Saved data entries
************
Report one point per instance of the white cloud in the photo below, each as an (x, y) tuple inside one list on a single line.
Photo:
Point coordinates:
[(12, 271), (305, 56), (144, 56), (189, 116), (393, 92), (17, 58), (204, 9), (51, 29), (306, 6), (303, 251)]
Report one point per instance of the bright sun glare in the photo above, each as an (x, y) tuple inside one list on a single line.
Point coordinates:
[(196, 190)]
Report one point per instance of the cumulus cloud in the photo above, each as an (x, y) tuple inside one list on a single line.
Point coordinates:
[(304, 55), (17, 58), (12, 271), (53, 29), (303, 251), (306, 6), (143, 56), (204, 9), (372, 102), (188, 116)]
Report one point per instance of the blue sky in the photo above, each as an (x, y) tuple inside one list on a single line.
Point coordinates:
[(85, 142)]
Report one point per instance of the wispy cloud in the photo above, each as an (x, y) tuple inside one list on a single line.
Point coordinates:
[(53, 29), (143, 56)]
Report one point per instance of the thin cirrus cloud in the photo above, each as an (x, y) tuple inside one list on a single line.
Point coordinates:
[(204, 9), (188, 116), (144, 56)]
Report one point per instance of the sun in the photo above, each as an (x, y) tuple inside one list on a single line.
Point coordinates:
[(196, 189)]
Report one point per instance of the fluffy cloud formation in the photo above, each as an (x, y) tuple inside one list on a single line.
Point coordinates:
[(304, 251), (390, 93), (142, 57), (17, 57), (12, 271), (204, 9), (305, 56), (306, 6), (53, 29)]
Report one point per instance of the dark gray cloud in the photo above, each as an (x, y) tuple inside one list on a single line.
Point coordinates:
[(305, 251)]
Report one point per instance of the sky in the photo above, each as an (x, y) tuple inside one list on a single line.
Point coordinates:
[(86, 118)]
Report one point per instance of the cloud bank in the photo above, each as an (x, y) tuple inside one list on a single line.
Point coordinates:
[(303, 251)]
************
§ **DIRECTION**
Please copy the lines from the line with "Report one point per instance of the sun" to the line with "[(196, 189)]", both included, keeping every character unchanged.

§ **CORRECT RESULT**
Report one point per instance of the sun in the photo above, each as an (x, y) tuple inside one list on a single line.
Point coordinates:
[(196, 189)]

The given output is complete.